* **REQUIRED WORK**
Below are some records. Repeat exactly the lines from the one containing "Target: palm plant" through the final line.

== MATERIAL FOR THIS TASK ==

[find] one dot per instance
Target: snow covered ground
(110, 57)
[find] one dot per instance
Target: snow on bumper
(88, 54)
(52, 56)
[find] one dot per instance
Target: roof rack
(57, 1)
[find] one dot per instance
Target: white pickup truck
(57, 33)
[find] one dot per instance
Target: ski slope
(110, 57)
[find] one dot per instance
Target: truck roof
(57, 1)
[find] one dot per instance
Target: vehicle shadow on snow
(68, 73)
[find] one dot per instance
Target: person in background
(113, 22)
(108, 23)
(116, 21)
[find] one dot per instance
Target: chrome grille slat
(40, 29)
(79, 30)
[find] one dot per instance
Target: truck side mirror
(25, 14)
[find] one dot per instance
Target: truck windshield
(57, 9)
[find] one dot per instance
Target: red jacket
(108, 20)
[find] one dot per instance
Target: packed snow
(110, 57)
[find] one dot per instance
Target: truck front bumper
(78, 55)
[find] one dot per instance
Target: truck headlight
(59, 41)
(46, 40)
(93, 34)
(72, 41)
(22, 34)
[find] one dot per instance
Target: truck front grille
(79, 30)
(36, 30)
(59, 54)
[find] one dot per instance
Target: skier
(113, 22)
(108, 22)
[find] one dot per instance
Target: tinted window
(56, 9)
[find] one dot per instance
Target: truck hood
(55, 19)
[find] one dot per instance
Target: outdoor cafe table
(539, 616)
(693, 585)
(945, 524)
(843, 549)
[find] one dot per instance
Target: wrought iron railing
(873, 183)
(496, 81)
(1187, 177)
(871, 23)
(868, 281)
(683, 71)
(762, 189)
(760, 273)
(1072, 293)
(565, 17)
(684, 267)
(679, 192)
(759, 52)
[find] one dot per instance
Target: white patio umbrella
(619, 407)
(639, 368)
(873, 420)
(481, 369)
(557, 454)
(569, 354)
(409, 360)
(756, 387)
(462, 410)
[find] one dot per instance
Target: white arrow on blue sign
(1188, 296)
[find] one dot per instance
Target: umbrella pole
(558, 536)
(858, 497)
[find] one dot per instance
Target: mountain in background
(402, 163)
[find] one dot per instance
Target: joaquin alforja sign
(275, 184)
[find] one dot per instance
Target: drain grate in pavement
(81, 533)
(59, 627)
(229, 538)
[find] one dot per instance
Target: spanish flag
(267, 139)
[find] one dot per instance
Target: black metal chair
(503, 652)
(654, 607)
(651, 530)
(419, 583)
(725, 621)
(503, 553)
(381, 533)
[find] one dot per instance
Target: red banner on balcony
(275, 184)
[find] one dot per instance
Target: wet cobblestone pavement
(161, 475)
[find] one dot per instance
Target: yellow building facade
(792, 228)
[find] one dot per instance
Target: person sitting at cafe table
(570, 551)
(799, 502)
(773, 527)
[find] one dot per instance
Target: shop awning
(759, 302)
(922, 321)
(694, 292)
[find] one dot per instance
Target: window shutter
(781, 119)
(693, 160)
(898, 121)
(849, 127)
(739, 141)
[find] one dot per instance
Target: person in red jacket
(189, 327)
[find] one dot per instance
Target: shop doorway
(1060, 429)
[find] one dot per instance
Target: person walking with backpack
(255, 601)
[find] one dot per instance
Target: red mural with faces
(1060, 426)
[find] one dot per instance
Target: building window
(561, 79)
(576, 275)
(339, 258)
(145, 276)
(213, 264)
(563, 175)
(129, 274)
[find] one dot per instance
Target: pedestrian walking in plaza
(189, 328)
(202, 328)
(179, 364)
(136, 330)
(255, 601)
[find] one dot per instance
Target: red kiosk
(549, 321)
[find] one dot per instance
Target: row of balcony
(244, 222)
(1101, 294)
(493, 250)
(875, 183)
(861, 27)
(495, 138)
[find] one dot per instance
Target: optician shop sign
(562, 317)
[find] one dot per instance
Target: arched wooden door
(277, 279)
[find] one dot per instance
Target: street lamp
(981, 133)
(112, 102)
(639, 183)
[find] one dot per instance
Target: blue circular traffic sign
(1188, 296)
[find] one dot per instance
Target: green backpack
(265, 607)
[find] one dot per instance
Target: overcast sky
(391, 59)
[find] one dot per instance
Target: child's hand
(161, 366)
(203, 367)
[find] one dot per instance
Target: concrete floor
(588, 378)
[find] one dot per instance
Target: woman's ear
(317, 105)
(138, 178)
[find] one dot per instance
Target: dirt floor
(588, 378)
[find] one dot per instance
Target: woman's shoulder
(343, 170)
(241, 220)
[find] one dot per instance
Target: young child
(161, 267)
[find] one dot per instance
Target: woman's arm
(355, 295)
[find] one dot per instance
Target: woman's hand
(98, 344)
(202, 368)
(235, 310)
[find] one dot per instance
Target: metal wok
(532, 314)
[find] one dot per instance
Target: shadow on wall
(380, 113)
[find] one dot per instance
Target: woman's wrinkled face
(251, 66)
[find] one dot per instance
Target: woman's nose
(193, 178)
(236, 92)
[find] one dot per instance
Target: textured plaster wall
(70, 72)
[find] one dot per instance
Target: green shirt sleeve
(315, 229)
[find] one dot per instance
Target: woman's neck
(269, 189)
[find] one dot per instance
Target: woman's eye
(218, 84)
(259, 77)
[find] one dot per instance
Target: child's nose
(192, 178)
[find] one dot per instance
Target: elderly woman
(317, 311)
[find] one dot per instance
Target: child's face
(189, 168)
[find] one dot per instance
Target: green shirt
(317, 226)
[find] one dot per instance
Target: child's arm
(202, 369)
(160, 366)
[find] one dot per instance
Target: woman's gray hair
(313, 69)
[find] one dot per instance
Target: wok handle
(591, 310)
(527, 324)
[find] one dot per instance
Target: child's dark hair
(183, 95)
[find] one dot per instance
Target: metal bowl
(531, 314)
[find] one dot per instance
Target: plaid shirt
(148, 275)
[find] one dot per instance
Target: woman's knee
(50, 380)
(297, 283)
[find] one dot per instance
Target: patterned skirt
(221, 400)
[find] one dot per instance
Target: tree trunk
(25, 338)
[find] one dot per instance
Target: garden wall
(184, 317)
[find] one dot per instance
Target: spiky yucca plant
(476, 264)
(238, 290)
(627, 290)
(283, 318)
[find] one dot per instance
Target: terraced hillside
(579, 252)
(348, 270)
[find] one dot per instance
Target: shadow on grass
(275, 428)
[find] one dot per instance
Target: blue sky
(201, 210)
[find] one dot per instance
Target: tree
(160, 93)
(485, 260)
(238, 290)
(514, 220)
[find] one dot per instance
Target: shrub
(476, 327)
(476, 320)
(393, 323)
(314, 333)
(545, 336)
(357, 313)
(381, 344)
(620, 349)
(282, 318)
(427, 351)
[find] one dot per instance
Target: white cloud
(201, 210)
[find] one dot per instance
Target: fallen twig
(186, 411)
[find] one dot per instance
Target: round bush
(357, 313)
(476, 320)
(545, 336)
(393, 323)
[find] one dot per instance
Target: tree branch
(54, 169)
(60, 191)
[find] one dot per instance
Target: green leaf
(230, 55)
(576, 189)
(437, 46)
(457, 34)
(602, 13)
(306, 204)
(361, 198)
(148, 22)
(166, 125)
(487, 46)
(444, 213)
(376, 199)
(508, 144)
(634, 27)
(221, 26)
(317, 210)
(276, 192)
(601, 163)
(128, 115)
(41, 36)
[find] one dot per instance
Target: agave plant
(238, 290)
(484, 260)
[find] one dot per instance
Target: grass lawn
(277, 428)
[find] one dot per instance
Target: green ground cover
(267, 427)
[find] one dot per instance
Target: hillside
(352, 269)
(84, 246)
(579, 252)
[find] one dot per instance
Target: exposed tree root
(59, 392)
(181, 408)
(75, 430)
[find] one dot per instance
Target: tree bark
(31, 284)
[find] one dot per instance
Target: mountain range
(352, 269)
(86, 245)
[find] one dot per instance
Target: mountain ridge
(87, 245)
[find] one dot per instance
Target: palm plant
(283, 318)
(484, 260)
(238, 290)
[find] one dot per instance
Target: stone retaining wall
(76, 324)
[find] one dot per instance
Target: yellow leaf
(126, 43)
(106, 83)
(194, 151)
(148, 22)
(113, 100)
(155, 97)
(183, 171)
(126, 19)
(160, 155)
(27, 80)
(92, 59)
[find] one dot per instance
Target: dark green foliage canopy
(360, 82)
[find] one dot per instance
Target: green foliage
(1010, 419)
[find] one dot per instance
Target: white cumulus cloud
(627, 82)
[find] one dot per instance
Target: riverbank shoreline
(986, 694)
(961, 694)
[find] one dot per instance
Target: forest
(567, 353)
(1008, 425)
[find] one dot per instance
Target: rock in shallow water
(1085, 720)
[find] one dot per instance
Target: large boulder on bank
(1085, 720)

===

* **REPLY**
Target: palm plant
(283, 318)
(484, 260)
(238, 290)
[find] one dot per instance
Target: stone retaining wall
(76, 324)
[find] one dot per instance
Target: yellow leaf
(126, 43)
(106, 83)
(194, 151)
(148, 22)
(113, 100)
(155, 97)
(183, 171)
(126, 19)
(160, 155)
(27, 80)
(92, 59)
[find] one dot per instance
Target: dark green foliage canopy
(360, 82)
[find] one dot per instance
Target: green foliage
(1010, 419)
[find] one dot per instance
Target: white cumulus cloud
(627, 82)
[find] one dot per instance
Target: riverbank shoreline
(986, 694)
(961, 694)
[find] one dot per instance
Target: forest
(567, 353)
(1008, 425)
[find] one dot per instance
Target: rock in shallow water
(1085, 720)
[find] one dot per instance
Target: large boulder on bank
(1085, 720)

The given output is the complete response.